> [Exercise objective] Word for word, reproduce each entry.

> [Saved entries]
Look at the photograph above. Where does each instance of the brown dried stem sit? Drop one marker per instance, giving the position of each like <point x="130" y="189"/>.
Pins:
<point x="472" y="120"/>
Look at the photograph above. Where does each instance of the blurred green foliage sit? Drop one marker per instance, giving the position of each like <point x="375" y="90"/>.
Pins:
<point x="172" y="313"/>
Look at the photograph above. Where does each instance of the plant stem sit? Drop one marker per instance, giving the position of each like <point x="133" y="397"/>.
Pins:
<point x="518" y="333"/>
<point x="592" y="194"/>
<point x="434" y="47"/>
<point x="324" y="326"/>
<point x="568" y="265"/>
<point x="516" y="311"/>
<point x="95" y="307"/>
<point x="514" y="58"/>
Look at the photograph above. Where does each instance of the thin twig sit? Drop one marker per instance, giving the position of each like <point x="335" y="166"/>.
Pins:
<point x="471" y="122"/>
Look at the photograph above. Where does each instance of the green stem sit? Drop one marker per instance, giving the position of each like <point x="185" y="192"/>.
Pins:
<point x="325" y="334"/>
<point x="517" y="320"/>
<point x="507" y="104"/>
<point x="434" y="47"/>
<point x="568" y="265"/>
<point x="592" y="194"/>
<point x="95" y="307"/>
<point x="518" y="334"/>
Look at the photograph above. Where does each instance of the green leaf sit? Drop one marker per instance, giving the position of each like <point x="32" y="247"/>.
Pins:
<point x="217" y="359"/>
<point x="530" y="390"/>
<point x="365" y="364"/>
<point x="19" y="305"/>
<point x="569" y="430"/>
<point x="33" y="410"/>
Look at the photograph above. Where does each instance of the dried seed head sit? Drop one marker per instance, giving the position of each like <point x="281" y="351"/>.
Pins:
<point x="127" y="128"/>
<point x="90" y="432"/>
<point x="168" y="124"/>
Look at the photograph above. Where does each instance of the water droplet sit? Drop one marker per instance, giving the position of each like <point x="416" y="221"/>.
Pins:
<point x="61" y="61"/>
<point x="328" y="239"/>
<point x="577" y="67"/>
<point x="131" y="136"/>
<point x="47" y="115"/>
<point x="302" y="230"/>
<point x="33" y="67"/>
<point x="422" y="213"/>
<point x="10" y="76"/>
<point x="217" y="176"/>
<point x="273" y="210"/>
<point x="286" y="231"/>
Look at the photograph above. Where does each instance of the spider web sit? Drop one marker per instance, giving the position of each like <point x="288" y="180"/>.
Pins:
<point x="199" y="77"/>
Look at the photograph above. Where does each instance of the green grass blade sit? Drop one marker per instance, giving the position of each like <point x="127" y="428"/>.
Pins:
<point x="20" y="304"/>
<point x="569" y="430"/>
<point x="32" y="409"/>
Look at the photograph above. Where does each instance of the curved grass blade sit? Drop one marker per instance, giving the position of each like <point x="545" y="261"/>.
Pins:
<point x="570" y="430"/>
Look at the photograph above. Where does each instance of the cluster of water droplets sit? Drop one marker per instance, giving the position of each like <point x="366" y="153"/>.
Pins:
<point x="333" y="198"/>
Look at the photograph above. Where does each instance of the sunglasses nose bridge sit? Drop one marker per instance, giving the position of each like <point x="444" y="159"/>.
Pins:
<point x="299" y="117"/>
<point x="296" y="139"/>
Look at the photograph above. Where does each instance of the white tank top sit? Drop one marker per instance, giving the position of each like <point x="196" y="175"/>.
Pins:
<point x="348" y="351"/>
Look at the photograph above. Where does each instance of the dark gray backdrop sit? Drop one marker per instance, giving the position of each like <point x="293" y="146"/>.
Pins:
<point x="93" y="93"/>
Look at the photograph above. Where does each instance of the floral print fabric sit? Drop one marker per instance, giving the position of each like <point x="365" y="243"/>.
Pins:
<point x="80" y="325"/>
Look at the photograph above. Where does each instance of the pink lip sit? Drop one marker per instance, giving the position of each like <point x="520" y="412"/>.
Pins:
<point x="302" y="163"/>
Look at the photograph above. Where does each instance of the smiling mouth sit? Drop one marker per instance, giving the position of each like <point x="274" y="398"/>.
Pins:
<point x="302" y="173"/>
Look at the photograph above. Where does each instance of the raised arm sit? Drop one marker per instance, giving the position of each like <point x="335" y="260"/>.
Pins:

> [Result of this exercise]
Look at the photograph above. Where does each instance of the brown dried stem sit? Drop one marker per instance, giving the position of each like <point x="130" y="189"/>.
Pins:
<point x="472" y="120"/>
Look at the photograph above. Where does each instance of the blurred green foliage sit? Drop one marker per instance, giving the position of each like <point x="375" y="90"/>.
Pins:
<point x="172" y="313"/>
Look at the photograph above. Where does each instance of the plant stem sit? Drop one marker per instance, giving the position of each like <point x="133" y="397"/>.
Pins:
<point x="518" y="333"/>
<point x="592" y="194"/>
<point x="434" y="47"/>
<point x="324" y="326"/>
<point x="568" y="265"/>
<point x="516" y="311"/>
<point x="95" y="307"/>
<point x="514" y="58"/>
Look at the photograph above. Where does each instance of the thin twig sit? Drop one marker per instance, giving the position of each like <point x="335" y="166"/>.
Pins:
<point x="471" y="122"/>
Look at the photograph above. Where does each instance of the green stem sit? Drop one marker per instance, giving the position of each like <point x="185" y="192"/>.
Pins:
<point x="325" y="334"/>
<point x="517" y="320"/>
<point x="507" y="104"/>
<point x="434" y="47"/>
<point x="568" y="265"/>
<point x="592" y="194"/>
<point x="95" y="307"/>
<point x="518" y="334"/>
Look at the photograph above. Where does each instance of the green leaf sit? Drop one marker per instance, giving the position of each like <point x="32" y="247"/>.
Pins:
<point x="217" y="359"/>
<point x="530" y="390"/>
<point x="365" y="364"/>
<point x="19" y="305"/>
<point x="569" y="430"/>
<point x="33" y="410"/>
Look at the photograph above. Where does each instance of the dried seed head sit? Drop one marker per instance, giving the position of each like <point x="281" y="351"/>.
Pins:
<point x="127" y="128"/>
<point x="90" y="432"/>
<point x="168" y="124"/>
Look at the photograph above. Where does each instance of the water droplet sit? Drop one marker per instance, giving the position of each like <point x="416" y="221"/>.
Pins:
<point x="61" y="61"/>
<point x="328" y="239"/>
<point x="577" y="67"/>
<point x="131" y="136"/>
<point x="47" y="115"/>
<point x="302" y="230"/>
<point x="33" y="67"/>
<point x="422" y="213"/>
<point x="10" y="76"/>
<point x="217" y="176"/>
<point x="273" y="210"/>
<point x="286" y="231"/>
Look at the photograph above. Where does each instance of the spider web sit? Drop one marker per instance, giving the position of each like <point x="288" y="180"/>.
Pins:
<point x="199" y="77"/>
Look at the photograph above. Where does each instance of the green grass blade sit? Drop one marker per instance, giving the position of each like <point x="127" y="428"/>.
Pins:
<point x="20" y="304"/>
<point x="569" y="430"/>
<point x="32" y="409"/>
Look at the photograph above. Where does each instance of the curved grass blade sit? Drop one marker per instance, giving the position of each like <point x="545" y="261"/>.
Pins:
<point x="570" y="430"/>
Look at the photograph above. Where does each instance of the cluster of water droplets sit? Drop one marker per instance, giving the position of each like <point x="366" y="153"/>.
Pins:
<point x="333" y="198"/>
Look at the photograph above. Where does each instance of the sunglasses nose bridge sit? Drop one marker per instance, giving the position of each like <point x="444" y="159"/>.
Pins:
<point x="299" y="117"/>
<point x="296" y="139"/>
Look at the photograph above. Where does each instance of the white tank top sit? Drop one marker per instance, giving the position of each like <point x="196" y="175"/>.
Pins:
<point x="348" y="351"/>
Look at the photograph above. Where does each instance of the dark gray backdrop sit? Drop one marker per instance, giving the position of each like <point x="293" y="146"/>.
Pins:
<point x="93" y="93"/>
Look at the photograph above. Where does each instance of the floral print fabric sit? Drop one marker per instance, giving the position of each like <point x="365" y="243"/>.
Pins:
<point x="80" y="325"/>
Look at the photograph above. Where does each instance of the pink lip sit? Drop one marker per instance, giving the position of each like <point x="520" y="412"/>.
Pins:
<point x="302" y="163"/>
Look at the photograph above. Where does each instance of the smiling mouth sit? Drop one marker per instance, giving the position of each like <point x="274" y="398"/>.
Pins:
<point x="302" y="173"/>
Look at the photograph above. Where does each instance of the raised arm sit? Drop one marker per instance, giving the position of each like <point x="335" y="260"/>.
Pins:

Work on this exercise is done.